_INSTRUCTIONS FOR THE TASK_:
Reproduce the stretch of the records from the line containing "Target: sea spray" through the end of the records, including that line and the last one. Multiply every pixel coordinate in the answers by 0.85, rounding to whole numbers with halves rounded up, and give only these lines.

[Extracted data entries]
────

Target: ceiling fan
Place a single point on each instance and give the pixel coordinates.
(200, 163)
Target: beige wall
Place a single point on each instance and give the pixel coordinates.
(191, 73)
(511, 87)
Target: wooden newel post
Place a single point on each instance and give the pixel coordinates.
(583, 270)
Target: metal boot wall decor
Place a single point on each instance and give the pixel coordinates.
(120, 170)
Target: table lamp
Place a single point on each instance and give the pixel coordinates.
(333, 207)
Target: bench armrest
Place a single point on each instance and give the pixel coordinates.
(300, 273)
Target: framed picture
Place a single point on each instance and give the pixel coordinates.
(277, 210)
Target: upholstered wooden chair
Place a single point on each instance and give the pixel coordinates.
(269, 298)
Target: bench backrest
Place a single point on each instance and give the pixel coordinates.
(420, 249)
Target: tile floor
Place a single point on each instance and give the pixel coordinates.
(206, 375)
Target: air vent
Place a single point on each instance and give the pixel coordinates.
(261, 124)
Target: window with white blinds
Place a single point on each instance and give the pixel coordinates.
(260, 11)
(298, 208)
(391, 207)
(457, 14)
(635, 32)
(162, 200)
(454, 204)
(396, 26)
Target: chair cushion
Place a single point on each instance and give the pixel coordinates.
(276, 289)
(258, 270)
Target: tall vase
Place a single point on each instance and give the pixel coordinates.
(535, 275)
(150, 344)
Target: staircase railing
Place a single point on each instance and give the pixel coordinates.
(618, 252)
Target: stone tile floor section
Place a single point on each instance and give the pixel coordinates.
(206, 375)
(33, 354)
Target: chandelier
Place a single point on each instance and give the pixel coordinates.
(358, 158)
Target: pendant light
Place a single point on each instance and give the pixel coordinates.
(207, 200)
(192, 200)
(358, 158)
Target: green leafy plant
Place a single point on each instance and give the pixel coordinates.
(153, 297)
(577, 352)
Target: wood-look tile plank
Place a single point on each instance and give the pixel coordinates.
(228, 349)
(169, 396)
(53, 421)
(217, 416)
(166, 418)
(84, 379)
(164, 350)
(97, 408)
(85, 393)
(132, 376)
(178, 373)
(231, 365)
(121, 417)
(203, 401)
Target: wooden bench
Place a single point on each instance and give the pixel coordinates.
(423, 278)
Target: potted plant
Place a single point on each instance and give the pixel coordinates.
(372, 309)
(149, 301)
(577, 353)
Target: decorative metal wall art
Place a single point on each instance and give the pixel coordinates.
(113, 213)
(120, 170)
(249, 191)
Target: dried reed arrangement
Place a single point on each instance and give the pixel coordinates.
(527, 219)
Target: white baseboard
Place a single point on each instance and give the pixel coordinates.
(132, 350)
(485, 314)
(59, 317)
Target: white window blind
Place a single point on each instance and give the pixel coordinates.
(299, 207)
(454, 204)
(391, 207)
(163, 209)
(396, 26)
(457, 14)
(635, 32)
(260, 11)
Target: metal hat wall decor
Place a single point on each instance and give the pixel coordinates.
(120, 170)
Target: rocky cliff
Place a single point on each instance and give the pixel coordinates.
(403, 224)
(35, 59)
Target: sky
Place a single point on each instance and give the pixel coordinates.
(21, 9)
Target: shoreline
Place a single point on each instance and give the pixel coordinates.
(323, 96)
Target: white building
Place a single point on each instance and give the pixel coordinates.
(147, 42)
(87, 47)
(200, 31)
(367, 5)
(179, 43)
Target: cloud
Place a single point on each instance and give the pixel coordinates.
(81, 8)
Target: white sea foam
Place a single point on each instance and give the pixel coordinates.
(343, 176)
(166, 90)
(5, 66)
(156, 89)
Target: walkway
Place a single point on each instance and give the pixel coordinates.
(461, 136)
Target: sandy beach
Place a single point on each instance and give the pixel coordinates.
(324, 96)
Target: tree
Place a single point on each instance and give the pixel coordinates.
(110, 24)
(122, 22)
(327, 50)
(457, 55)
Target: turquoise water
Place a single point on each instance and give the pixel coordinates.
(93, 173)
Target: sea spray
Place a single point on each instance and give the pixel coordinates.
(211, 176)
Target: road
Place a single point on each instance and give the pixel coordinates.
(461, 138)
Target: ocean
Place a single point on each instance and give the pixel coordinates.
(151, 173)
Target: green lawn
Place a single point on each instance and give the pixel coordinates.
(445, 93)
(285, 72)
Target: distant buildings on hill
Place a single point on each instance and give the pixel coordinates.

────

_FULL SOLUTION_:
Target: sea spray
Place a single point on each instance and give the pixel coordinates.
(179, 150)
Target: road
Place a single point on each instance and give the pixel coordinates.
(392, 117)
Target: ocean
Place a single point on each instance and give the pixel coordinates.
(128, 147)
Target: green lawn
Place a single point on each instance and give the pixel coordinates.
(378, 79)
(242, 61)
Target: distant buildings on hill
Place a single point on each instance and give the pixel coordinates.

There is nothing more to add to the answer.